Exercise instructions:
#1 Retype the passage on volleyball scholarships word for word, starting at the words "Division I – There" and stopping after the words "of 4.5 scholarships.".
#2 Rewrite only the entries from the line containing "Highlight cream spot on wing." through the line containing "left=0, top=134, right=498, bottom=339", keeping every line but adding 38 to each bounding-box coordinate. Leave the pictures out.

---- Document passage

Division I – There are 331 NCAA Division I institutions that sponsor women’s volleyball. Division I women’s volleyball is considered a “head count” sport, which means the scholarships must be awarded in full to one athlete or not at all. Up to 12 full ride scholarships are available per team. A full scholarship covers tuition, room and board, books, and fees. Division I men’s volleyball is considered an equivalency sport, which means the scholarships can be spread among many players per the coaches discretion. Up to 4.5 scholarships are available per team. 

Division II – There are 302 NCAA Division II institutions that sponsor women’s volleyball. Division II women’s volleyball is a considered an equivalency sport, and has up to 8 full ride scholarships available. Division II men’s volleyball is an equivalency sport that can offer a maximum of 4.5 scholarships.

--------
---- Stored rows

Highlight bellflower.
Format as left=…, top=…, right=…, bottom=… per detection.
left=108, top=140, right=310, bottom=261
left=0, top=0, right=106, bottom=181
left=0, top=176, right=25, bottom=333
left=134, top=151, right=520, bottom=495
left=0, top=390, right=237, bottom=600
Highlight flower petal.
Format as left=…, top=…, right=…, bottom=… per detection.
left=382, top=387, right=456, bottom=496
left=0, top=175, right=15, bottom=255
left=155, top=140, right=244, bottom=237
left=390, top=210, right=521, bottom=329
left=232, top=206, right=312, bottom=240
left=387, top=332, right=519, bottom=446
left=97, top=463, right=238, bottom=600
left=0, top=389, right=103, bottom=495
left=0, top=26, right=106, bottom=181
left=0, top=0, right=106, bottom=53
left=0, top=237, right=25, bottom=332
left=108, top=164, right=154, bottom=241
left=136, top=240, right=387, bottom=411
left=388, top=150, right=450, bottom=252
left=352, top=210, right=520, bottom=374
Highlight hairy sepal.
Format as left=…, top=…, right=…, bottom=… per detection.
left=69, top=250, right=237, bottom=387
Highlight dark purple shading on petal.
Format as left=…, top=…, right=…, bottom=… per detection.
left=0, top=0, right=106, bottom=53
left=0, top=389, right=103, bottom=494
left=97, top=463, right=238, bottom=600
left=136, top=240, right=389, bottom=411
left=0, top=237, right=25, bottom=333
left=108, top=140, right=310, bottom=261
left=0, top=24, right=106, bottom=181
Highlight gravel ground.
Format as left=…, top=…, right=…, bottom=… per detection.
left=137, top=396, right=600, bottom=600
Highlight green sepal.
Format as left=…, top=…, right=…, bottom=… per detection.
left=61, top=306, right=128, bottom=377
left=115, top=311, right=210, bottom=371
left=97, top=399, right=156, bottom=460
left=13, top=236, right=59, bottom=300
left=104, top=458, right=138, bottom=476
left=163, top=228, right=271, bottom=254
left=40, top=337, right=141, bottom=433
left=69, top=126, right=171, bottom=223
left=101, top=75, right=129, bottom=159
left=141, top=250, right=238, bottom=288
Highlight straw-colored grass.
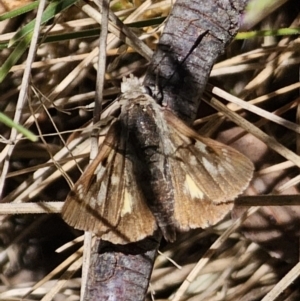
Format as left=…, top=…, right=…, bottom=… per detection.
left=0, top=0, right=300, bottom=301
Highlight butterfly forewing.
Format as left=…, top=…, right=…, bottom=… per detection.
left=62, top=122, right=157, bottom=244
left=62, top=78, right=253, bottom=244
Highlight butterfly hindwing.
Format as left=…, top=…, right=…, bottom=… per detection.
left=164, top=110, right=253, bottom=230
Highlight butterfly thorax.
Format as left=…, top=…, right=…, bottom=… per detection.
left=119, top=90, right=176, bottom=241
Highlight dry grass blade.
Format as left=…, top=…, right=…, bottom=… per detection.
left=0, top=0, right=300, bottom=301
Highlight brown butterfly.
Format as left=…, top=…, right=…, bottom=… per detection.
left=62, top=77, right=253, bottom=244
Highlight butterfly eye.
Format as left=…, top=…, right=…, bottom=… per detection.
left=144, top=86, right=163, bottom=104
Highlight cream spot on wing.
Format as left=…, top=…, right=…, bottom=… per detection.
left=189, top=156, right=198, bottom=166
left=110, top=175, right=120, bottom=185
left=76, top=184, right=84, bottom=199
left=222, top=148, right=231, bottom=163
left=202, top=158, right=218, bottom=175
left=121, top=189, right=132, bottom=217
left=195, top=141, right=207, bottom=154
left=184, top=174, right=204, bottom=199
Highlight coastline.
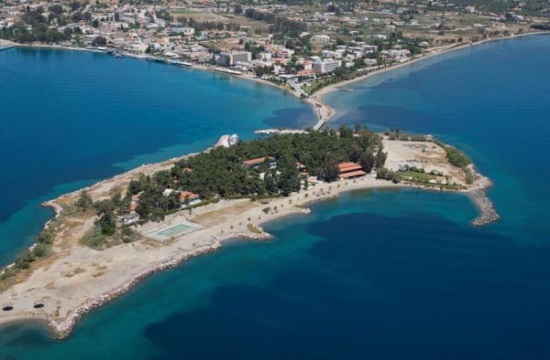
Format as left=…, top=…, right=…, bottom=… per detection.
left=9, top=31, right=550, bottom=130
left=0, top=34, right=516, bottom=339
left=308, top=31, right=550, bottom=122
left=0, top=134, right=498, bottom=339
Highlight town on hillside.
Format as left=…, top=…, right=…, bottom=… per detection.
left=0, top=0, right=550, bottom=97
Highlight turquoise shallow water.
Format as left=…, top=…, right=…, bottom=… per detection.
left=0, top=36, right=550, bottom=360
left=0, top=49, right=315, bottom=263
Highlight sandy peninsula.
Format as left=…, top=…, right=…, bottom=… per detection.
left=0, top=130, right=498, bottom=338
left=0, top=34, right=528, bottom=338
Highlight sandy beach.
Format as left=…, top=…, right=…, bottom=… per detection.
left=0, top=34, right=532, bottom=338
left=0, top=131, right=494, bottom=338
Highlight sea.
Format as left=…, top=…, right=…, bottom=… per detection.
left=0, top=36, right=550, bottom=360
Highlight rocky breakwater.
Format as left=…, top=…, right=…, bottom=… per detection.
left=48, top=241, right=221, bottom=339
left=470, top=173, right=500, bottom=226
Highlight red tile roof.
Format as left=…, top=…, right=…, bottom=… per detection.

--------

Completed exercise:
#1
Division I – There are 331 NCAA Division I institutions that sponsor women’s volleyball. Division I women’s volleyball is considered a “head count” sport, which means the scholarships must be awarded in full to one athlete or not at all. Up to 12 full ride scholarships are available per team. A full scholarship covers tuition, room and board, books, and fees. Division I men’s volleyball is considered an equivalency sport, which means the scholarships can be spread among many players per the coaches discretion. Up to 4.5 scholarships are available per team. 

Division II – There are 302 NCAA Division II institutions that sponsor women’s volleyball. Division II women’s volleyball is a considered an equivalency sport, and has up to 8 full ride scholarships available. Division II men’s volleyball is an equivalency sport that can offer a maximum of 4.5 scholarships.

#2
Highlight cream spot on wing.
Format as left=…, top=…, right=…, bottom=… per detection.
left=227, top=194, right=236, bottom=204
left=148, top=213, right=158, bottom=223
left=114, top=222, right=122, bottom=237
left=260, top=186, right=269, bottom=201
left=240, top=196, right=256, bottom=213
left=159, top=227, right=170, bottom=255
left=233, top=179, right=245, bottom=192
left=222, top=212, right=242, bottom=237
Highlight coastline.
Format as left=…, top=…, right=…, bottom=… per detection.
left=47, top=69, right=588, bottom=168
left=38, top=72, right=554, bottom=377
left=346, top=69, right=588, bottom=160
left=38, top=172, right=536, bottom=377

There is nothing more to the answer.